** WORK INSTRUCTION **
The answer must be the data, repeated exactly.
Top of MATERIAL SUPPLIED
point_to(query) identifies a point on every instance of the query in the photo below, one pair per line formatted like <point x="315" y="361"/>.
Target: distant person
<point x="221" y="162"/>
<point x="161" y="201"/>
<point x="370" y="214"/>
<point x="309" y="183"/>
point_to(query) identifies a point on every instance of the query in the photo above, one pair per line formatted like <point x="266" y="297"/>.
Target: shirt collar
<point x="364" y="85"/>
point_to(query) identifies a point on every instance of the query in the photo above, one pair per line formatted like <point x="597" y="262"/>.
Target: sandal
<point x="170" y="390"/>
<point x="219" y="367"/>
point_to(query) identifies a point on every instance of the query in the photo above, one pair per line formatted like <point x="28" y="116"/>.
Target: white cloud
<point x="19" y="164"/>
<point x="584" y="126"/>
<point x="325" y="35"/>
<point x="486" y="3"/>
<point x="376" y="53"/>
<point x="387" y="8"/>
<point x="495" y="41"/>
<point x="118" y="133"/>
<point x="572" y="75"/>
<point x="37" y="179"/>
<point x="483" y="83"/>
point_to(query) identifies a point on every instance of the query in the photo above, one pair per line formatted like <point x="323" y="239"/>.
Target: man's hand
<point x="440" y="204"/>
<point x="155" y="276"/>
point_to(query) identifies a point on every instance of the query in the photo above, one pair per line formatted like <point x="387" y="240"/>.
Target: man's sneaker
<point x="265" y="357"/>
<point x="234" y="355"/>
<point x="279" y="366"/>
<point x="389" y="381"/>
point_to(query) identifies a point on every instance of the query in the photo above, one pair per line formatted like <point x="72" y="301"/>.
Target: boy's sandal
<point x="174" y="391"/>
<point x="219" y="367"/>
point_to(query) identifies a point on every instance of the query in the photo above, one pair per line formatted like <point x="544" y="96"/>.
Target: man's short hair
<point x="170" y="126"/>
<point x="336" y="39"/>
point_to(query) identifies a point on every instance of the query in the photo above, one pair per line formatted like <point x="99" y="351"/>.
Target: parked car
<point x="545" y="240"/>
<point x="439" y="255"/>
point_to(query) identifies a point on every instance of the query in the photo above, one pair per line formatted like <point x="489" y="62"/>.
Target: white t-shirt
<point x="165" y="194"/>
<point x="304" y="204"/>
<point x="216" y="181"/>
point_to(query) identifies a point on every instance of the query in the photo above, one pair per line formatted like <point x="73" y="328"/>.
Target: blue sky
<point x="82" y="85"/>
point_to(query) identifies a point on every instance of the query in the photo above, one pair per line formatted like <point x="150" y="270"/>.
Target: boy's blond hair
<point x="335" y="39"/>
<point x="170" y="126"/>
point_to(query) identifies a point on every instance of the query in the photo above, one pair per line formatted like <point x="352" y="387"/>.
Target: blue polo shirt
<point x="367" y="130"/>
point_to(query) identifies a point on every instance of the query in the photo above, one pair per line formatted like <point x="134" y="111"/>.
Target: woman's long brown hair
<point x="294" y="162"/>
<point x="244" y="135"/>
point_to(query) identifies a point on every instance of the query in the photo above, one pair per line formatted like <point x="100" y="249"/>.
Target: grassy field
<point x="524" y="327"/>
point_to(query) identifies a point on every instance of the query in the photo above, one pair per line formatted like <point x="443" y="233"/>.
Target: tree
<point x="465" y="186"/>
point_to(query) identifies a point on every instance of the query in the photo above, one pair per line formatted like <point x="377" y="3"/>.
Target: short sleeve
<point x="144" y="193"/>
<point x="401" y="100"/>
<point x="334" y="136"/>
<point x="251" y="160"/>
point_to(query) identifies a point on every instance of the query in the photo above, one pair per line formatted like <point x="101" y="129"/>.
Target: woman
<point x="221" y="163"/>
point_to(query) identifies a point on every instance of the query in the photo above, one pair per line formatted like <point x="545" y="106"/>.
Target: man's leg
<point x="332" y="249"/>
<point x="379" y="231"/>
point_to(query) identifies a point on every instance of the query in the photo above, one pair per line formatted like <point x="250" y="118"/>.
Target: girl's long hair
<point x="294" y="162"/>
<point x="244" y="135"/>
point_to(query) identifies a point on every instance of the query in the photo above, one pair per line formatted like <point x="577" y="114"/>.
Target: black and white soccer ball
Bottom of MATERIAL SUPPLIED
** COMPLETED EXERCISE **
point_to(query) identifies a point on every instance of the query in the photo below, one pair per line formatted like <point x="315" y="361"/>.
Target: distant person
<point x="221" y="162"/>
<point x="161" y="201"/>
<point x="370" y="214"/>
<point x="309" y="183"/>
point_to(query) identifies a point on every instance of the query in the photo above, one pair per line formatted like <point x="266" y="297"/>.
Target: shirt collar
<point x="364" y="85"/>
point_to(query) identifies a point on every instance of the query in the photo above, one pair per line formatted like <point x="597" y="262"/>.
Target: sandal
<point x="170" y="390"/>
<point x="219" y="367"/>
point_to(query) identifies a point on every instance of the query in the photo above, one pair per line formatted like <point x="28" y="116"/>.
Target: white cloud
<point x="19" y="164"/>
<point x="584" y="126"/>
<point x="325" y="35"/>
<point x="486" y="3"/>
<point x="376" y="53"/>
<point x="387" y="8"/>
<point x="495" y="41"/>
<point x="118" y="133"/>
<point x="572" y="75"/>
<point x="37" y="179"/>
<point x="483" y="83"/>
point_to(query) identifies a point on every instance of the query in the photo above, one pair per line formatted like <point x="323" y="239"/>.
Target: man's hand
<point x="440" y="204"/>
<point x="155" y="276"/>
point_to(query) identifies a point on every instance of the query in the photo above, one pair per line formatted like <point x="387" y="240"/>.
Target: man's sneaker
<point x="265" y="357"/>
<point x="234" y="355"/>
<point x="279" y="366"/>
<point x="389" y="381"/>
point_to(query) identifies a point on every instance of the query in the photo above, one pair per line formatted like <point x="72" y="301"/>.
Target: boy's sandal
<point x="174" y="391"/>
<point x="219" y="367"/>
point_to(query) identifies a point on every instance of the query in the photo above, one pair per line formatted like <point x="544" y="96"/>.
Target: man's short hair
<point x="170" y="126"/>
<point x="336" y="39"/>
point_to(query) identifies a point on every instance of the query in the photo above, one pair per line formatted like <point x="99" y="351"/>.
Target: parked car
<point x="545" y="240"/>
<point x="439" y="255"/>
point_to(query) identifies a point on every instance of the query in the photo above, one pair per line formatted like <point x="489" y="62"/>.
Target: white t-shirt
<point x="165" y="194"/>
<point x="304" y="204"/>
<point x="216" y="181"/>
point_to(query) identifies a point on every instance of the query in the photo above, one pair per line formatted like <point x="73" y="328"/>.
Target: blue sky
<point x="82" y="85"/>
point_to(query) identifies a point on every instance of the query in the photo above, one pair per line formatted like <point x="150" y="270"/>.
Target: boy's blond hair
<point x="335" y="39"/>
<point x="170" y="126"/>
point_to(query) identifies a point on every instance of the query in the photo above, one pair per line formatted like <point x="352" y="387"/>.
Target: blue polo shirt
<point x="367" y="130"/>
point_to(query) identifies a point on every instance of the query in the photo above, one pair per line formatted like <point x="134" y="111"/>.
Target: woman's long brown hair
<point x="294" y="162"/>
<point x="244" y="135"/>
point_to(query) identifies a point on every instance of the query in the photo above, one pair per line formatted like <point x="100" y="249"/>.
Target: grassy field
<point x="524" y="327"/>
point_to(query) identifies a point on every instance of the query in the photo above, one pair per line formatted like <point x="443" y="233"/>.
Target: tree
<point x="465" y="186"/>
point_to(query) identifies a point on every instance of the query in the photo above, one pair per line formatted like <point x="377" y="3"/>.
Target: short sleeve
<point x="144" y="193"/>
<point x="401" y="100"/>
<point x="334" y="136"/>
<point x="251" y="160"/>
point_to(query) identifies a point on every instance of the query in the photo above, one pair per line formatted like <point x="101" y="129"/>.
Target: woman
<point x="221" y="163"/>
point_to(query) identifies a point on every instance of the query in the photo above, one pair per line formatted like <point x="545" y="106"/>.
Target: man's leg
<point x="332" y="249"/>
<point x="379" y="231"/>
point_to(query) identifies a point on every instance of the query in the photo above, one pair per line formatted like <point x="250" y="118"/>.
Target: girl's long hair
<point x="294" y="162"/>
<point x="244" y="135"/>
point_to(query) identifies a point on every instance of the query in the photo above, one pair per line formatted like <point x="577" y="114"/>.
Target: black and white soccer ball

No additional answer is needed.